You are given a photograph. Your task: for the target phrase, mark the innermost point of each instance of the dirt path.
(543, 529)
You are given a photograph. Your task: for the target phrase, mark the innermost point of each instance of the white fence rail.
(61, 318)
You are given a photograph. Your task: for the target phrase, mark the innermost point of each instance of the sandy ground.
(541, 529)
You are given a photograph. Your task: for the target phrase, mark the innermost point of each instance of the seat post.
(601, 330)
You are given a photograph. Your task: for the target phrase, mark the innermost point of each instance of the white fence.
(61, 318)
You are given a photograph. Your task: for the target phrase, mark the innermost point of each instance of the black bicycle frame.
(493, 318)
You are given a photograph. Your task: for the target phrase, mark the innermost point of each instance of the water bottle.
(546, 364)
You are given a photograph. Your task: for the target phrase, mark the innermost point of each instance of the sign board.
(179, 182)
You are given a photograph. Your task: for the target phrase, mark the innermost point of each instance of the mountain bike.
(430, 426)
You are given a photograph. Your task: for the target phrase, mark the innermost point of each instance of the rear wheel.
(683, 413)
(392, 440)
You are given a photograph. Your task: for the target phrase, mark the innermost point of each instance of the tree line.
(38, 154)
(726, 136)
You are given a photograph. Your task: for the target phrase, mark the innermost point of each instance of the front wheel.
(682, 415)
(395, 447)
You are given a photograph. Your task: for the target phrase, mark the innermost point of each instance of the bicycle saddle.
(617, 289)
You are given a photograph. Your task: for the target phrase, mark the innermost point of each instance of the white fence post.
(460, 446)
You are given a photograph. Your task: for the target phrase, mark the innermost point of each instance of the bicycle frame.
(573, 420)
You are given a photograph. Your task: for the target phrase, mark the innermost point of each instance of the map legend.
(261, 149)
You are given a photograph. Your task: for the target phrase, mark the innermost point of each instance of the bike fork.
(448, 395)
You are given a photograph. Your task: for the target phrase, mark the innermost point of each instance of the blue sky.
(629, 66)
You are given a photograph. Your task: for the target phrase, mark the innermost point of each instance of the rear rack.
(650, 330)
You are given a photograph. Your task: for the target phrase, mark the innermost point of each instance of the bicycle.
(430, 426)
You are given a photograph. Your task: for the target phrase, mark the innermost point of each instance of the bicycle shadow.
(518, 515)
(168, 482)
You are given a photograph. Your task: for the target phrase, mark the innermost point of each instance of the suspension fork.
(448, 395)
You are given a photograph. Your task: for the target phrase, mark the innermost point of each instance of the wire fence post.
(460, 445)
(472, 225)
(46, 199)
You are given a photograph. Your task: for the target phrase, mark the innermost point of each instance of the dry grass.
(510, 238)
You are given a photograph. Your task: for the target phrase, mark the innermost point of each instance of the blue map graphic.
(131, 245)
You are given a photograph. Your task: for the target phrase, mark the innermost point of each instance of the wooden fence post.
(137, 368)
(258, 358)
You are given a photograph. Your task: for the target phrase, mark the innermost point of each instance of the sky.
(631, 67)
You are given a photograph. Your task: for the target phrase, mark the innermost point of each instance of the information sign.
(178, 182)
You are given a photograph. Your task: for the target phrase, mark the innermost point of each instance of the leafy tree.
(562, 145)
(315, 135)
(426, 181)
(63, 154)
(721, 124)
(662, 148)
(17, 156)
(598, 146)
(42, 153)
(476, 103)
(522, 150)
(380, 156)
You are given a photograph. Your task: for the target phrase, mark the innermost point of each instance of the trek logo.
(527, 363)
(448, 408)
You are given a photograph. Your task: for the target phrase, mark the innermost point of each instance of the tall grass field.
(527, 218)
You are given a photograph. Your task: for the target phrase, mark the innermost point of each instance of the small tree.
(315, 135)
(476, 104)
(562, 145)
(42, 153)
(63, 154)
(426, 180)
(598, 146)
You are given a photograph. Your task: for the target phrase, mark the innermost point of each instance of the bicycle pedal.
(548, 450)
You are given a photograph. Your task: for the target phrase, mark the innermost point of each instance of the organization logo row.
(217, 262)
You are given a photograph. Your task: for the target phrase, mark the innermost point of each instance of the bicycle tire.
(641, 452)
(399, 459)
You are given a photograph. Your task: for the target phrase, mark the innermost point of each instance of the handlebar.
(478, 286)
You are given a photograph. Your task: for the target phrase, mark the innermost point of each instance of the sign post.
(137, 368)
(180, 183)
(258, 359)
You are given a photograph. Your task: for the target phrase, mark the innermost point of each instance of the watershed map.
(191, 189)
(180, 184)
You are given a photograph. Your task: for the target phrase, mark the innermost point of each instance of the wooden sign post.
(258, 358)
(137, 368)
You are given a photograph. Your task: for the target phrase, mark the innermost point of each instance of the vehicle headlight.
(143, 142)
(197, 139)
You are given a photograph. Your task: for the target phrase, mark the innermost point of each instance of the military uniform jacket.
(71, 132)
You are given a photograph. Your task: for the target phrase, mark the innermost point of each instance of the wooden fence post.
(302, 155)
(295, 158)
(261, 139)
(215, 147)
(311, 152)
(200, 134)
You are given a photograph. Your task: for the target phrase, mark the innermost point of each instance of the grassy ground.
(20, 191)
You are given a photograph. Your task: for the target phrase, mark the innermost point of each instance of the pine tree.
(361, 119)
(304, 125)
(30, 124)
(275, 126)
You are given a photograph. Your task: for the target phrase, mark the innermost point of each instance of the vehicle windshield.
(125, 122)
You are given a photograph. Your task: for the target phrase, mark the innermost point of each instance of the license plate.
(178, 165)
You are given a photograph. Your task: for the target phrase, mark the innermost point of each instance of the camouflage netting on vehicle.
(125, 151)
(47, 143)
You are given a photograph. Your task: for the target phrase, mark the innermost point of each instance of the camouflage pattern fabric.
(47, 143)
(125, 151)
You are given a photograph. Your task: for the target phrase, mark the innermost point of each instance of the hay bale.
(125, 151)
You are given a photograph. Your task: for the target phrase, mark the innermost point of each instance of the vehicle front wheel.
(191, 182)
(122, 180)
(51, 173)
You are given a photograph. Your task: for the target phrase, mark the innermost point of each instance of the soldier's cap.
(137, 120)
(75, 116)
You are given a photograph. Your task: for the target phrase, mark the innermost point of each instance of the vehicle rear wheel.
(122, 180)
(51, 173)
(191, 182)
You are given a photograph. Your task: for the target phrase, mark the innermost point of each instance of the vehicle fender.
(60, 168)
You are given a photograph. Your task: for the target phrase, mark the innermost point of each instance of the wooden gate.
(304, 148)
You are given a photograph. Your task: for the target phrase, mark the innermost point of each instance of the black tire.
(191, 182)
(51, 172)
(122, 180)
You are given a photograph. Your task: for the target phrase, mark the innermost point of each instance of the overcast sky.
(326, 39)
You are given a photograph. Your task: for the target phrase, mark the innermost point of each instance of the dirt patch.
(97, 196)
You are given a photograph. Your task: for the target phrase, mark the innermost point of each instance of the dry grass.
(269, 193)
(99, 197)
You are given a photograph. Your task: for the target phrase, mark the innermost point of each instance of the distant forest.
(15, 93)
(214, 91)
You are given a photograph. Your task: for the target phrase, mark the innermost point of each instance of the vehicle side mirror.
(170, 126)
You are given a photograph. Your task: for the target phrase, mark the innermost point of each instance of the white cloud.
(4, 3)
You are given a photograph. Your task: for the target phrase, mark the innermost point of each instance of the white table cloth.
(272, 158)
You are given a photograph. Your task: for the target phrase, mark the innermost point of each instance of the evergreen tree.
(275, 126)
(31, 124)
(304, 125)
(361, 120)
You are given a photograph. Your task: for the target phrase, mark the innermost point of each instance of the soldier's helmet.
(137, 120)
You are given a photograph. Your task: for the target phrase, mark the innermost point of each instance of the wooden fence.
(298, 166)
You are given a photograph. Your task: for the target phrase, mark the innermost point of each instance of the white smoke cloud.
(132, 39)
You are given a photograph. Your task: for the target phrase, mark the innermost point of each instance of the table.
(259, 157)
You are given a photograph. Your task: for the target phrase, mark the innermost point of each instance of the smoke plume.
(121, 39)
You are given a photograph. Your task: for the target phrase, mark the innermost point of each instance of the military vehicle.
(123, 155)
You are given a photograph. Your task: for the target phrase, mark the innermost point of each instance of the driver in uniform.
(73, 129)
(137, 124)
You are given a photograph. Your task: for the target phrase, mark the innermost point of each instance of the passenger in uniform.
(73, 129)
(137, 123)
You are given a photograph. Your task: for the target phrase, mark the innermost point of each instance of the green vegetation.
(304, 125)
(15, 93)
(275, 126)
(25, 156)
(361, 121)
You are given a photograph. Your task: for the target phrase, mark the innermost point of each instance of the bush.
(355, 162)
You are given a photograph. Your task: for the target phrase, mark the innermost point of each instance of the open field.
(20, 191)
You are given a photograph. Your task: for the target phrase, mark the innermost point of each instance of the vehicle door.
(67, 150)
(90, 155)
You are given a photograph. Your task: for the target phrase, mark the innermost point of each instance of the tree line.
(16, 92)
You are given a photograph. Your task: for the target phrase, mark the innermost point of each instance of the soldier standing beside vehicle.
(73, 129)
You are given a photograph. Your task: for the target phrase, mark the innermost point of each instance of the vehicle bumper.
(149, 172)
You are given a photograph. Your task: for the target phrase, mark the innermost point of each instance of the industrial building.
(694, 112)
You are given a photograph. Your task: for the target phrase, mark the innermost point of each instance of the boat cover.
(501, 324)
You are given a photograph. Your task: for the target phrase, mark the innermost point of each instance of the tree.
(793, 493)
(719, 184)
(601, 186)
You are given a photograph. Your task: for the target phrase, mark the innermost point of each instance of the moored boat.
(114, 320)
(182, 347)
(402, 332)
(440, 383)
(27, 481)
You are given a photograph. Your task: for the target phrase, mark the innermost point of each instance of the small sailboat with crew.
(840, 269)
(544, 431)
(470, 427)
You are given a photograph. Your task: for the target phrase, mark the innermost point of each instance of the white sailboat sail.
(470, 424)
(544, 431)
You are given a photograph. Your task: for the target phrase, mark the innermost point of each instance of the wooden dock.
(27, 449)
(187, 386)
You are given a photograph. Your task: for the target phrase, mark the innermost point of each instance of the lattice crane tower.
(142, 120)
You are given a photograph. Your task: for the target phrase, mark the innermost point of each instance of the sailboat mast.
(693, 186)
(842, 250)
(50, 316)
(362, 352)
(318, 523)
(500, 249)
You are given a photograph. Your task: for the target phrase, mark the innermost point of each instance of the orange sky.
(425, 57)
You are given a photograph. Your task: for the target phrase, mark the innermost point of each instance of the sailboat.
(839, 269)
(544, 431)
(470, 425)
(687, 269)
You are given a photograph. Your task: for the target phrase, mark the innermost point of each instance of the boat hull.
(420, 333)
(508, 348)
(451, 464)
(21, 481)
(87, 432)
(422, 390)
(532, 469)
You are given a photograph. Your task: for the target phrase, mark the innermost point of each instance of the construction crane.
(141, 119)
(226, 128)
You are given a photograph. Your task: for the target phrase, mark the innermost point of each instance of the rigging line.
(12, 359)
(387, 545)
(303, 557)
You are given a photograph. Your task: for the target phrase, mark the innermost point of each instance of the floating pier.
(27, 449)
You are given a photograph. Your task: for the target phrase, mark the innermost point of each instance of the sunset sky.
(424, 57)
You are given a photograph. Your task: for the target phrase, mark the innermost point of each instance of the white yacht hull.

--- WHAT IS EXPECTED ---
Retype, exactly and only, the lines running from the one with "of the sailboat." through the final line of the listing above.

--- RESULT OF THE EXERCISE ---
You are given a photograph. Your task: for the target phrase, mark the innermost point of each instance of the sailboat.
(839, 269)
(544, 431)
(470, 425)
(687, 269)
You are given a photograph. Your task: for the target phrase, mark the innermost point of each instance of the boat hull.
(420, 333)
(508, 348)
(451, 464)
(21, 481)
(87, 432)
(422, 390)
(532, 469)
You are given a photograph. Your task: for the target phrase, mark the innermost point of each instance of the construction crane.
(141, 119)
(226, 128)
You are given a photograph. Your task: for the target phrase, mark the innermost point of each instance of the rigging line.
(12, 359)
(387, 545)
(303, 557)
You are given a photograph. Your task: for the target phrase, mark the innermost point of each instance of the floating pier.
(27, 449)
You are given a photograph. Your task: for the target phrase, mark the innermost point of each instance of the sunset sky.
(424, 57)
You are given a photograph. Your task: for the target phrase, mark the innermost point of each instance of the white yacht hull.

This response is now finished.